**EXCERPT PROVIDED**
::::

Olena Lvivna Kulchytska (; 15 September 1877 – 8 March 1967) was a Ukrainian artist, painter, and civil activist.

Biography

Family 
She was born in the town of Berezhany, Galicia in the modern-day Ternopil Oblast of Ukraine. Her father was Lev Teodorovich Kulchytsky (1843 – December 4, 1909), a court counselor, lawyer, public figure, and member of many societies. Her mother was Maria Yakivna Kulchytska (? – December 29, 1939).

Learning and the first steps in art 
In 1894 she graduated from an 8th grade school at the monastery in Lviv. For several months between 1901 and 1902, she and her sister Olga attended the  where she received her first lessons in watercolor.

Olena Kulchytska completed her art training at the private studio run by R. Bratkowski and S. Batowski-Kaczor in Lviv (1901–3) and the Vienna School of Industrial Design (1903–1908). After graduating, she took a year to travel through the major European art centres, including Munich, Paris, and London. Later in life, she worked as an art teacher at secondary schools in Lviv (Queen Jadwiga of Poland Gymnasium, 1909-1910) and Przemyśl girl school (1910–1938).

::::

**SUPPLIED DATA**
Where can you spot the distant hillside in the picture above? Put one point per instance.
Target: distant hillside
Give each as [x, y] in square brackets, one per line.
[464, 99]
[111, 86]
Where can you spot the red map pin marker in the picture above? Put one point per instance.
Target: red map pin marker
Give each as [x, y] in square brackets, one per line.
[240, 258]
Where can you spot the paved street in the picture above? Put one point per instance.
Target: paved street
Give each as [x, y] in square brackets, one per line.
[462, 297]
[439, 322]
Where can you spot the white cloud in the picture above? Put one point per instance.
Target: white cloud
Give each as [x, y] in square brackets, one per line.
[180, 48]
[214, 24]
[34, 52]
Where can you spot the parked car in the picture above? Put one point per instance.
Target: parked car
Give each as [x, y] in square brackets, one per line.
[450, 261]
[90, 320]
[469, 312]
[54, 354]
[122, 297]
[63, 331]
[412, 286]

::::

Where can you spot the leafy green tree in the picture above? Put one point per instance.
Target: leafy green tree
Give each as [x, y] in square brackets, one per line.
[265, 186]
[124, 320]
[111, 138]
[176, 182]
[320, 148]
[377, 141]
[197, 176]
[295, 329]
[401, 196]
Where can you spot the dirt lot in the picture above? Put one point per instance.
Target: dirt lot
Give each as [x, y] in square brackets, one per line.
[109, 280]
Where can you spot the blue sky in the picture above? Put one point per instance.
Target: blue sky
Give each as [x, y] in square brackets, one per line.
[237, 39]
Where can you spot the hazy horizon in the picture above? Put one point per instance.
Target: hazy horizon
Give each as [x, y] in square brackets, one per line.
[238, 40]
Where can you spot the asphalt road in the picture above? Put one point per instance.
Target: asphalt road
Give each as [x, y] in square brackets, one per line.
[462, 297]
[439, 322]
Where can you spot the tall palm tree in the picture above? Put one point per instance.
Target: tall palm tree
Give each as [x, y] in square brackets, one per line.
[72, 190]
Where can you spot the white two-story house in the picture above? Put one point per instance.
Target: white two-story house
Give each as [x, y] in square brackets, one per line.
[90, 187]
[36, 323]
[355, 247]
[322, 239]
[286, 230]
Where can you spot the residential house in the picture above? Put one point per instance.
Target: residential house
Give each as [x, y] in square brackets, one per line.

::::

Retype the passage of the Olena Kulchytska biography above between "Olena Lvivna Kulchytska" and "lessons in watercolor.", inclusive.

**FULL ANSWER**
Olena Lvivna Kulchytska (; 15 September 1877 – 8 March 1967) was a Ukrainian artist, painter, and civil activist.

Biography

Family 
She was born in the town of Berezhany, Galicia in the modern-day Ternopil Oblast of Ukraine. Her father was Lev Teodorovich Kulchytsky (1843 – December 4, 1909), a court counselor, lawyer, public figure, and member of many societies. Her mother was Maria Yakivna Kulchytska (? – December 29, 1939).

Learning and the first steps in art 
In 1894 she graduated from an 8th grade school at the monastery in Lviv. For several months between 1901 and 1902, she and her sister Olga attended the  where she received her first lessons in watercolor.